TO BE DONE
Render everything in the entries below, from the line containing "Pass-network tagging: label the blue" down to the line containing "[(897, 260), (184, 276)]", as a numbered list with blank lines omitted.

>> START RECORD LIST

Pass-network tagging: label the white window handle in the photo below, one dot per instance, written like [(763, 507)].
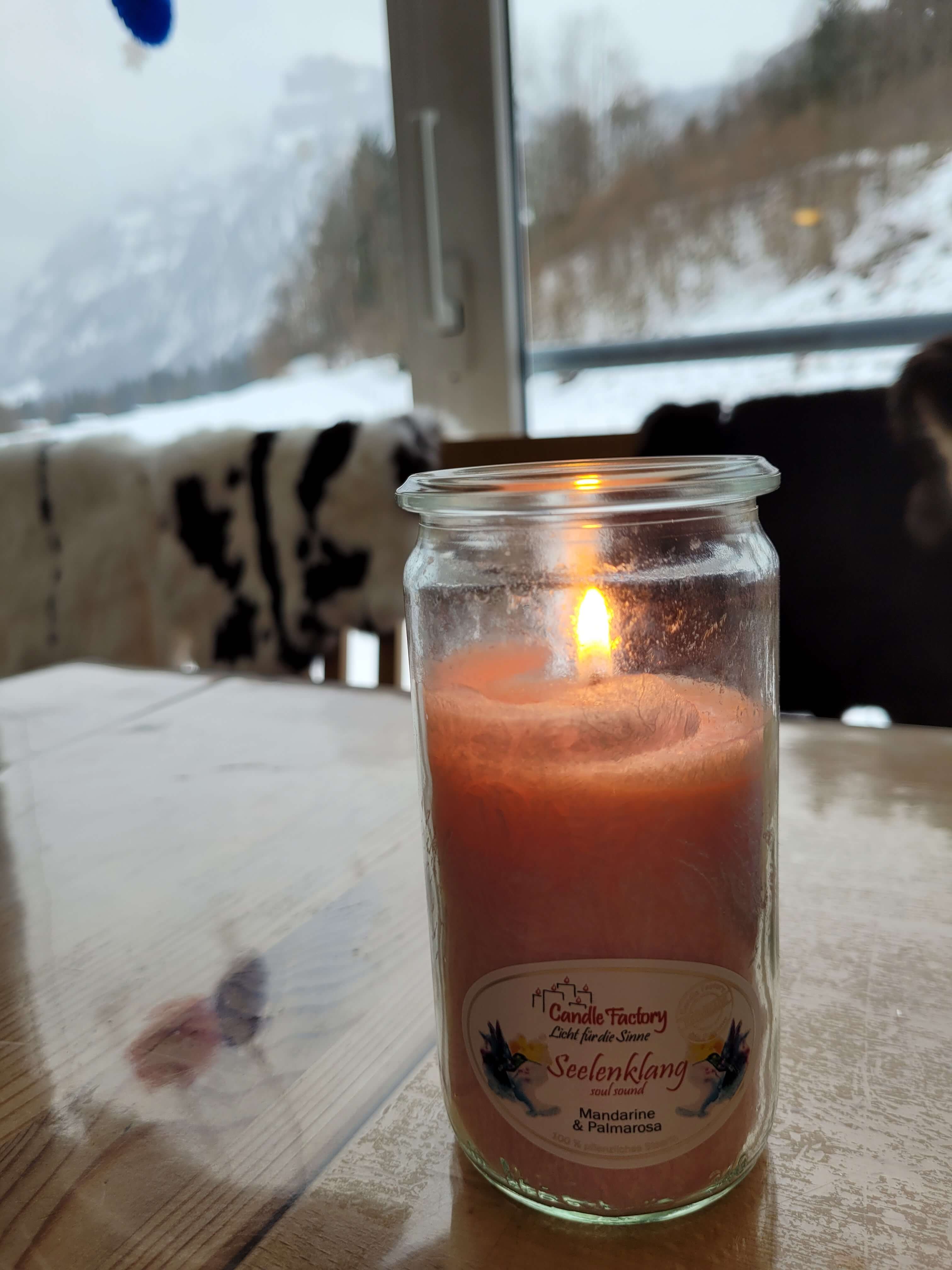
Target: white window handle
[(447, 314)]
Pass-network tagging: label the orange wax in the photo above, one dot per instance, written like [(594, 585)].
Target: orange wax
[(611, 820)]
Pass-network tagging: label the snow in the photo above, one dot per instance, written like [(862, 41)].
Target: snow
[(308, 393), (619, 399)]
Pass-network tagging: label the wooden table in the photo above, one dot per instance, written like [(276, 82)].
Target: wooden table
[(158, 832)]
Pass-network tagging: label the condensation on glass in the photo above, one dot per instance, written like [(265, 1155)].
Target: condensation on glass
[(594, 675)]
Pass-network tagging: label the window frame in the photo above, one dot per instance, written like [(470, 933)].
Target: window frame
[(456, 59)]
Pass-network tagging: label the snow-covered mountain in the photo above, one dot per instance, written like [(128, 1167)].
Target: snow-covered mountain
[(184, 276)]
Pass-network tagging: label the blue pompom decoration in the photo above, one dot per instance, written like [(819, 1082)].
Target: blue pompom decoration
[(149, 21)]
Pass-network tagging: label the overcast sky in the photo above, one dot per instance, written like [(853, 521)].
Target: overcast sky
[(81, 126)]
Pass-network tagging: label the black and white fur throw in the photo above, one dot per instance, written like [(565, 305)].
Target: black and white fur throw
[(236, 548)]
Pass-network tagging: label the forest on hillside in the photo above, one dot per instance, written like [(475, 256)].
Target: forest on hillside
[(630, 214), (637, 209)]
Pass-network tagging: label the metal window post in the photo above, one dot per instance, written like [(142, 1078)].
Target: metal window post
[(452, 115)]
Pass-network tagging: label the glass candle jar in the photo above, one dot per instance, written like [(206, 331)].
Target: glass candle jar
[(593, 652)]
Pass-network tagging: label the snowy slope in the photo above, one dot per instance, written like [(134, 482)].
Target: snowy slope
[(897, 260), (184, 276)]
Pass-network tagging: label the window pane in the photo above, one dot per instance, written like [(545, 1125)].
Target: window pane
[(191, 219), (695, 168)]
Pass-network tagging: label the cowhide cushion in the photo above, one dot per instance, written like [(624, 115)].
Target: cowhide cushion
[(235, 549)]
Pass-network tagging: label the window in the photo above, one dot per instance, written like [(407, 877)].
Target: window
[(214, 219), (707, 201)]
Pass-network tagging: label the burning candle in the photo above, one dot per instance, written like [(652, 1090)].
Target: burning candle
[(601, 826)]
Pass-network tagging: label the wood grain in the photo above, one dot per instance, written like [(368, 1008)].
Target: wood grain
[(156, 831), (860, 1166), (143, 858)]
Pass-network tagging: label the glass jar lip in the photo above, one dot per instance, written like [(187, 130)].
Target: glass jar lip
[(579, 487)]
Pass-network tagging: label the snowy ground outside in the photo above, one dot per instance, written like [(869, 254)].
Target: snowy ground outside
[(594, 402)]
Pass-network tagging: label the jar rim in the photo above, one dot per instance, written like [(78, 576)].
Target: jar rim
[(579, 487)]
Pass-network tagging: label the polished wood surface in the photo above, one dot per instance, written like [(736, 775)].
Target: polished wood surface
[(171, 845)]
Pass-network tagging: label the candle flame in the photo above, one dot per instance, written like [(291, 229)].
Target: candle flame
[(592, 628)]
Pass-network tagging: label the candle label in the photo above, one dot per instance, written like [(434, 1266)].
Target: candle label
[(614, 1063)]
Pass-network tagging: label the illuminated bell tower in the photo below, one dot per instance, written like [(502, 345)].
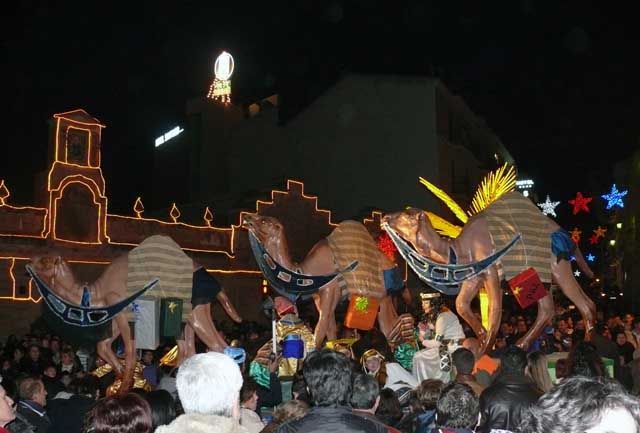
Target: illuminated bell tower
[(77, 205)]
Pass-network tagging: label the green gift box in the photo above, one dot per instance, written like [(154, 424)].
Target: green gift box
[(170, 317), (553, 358)]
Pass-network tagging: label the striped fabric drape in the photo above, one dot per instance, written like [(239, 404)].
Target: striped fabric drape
[(161, 257), (512, 214), (351, 241)]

>> END RECORD LIST

EXERCISE RESPONSE
1. Pass-network tagging: label the blue pompom decoration in the photo above, one dot per instance, written like [(819, 1082)].
2. Target: blue pompom decoration
3. [(149, 21)]
4. Pass-network tagging: label the overcast sky in the photo above, one dot per instance, written like [(853, 521)].
5. Target: overcast sky
6. [(81, 126)]
7. Pass-network tagging: label the black and white fur throw in the photo above, one dot per instance, written like [(565, 305)].
8. Target: black and white fur throw
9. [(236, 548)]
10. Pass-network tagging: label the forest on hillside in the photo above, one dot per instance, written like [(475, 256)].
11. Target: forest on hillside
12. [(630, 214), (637, 209)]
13. Pass-network tagging: label the metal window post in the photo above, one dot per instance, written like [(142, 1078)].
14. Target: metal window post
15. [(452, 115)]
16. Pass-network tagging: label the glass candle jar in the photo above, one dot per instance, written like [(206, 331)].
17. Target: glass candle jar
18. [(593, 652)]
19. Pass-network tagging: label the snowy slope in the photo above, one dot per instance, written like [(134, 482)].
20. Target: snowy slope
21. [(897, 260), (184, 276)]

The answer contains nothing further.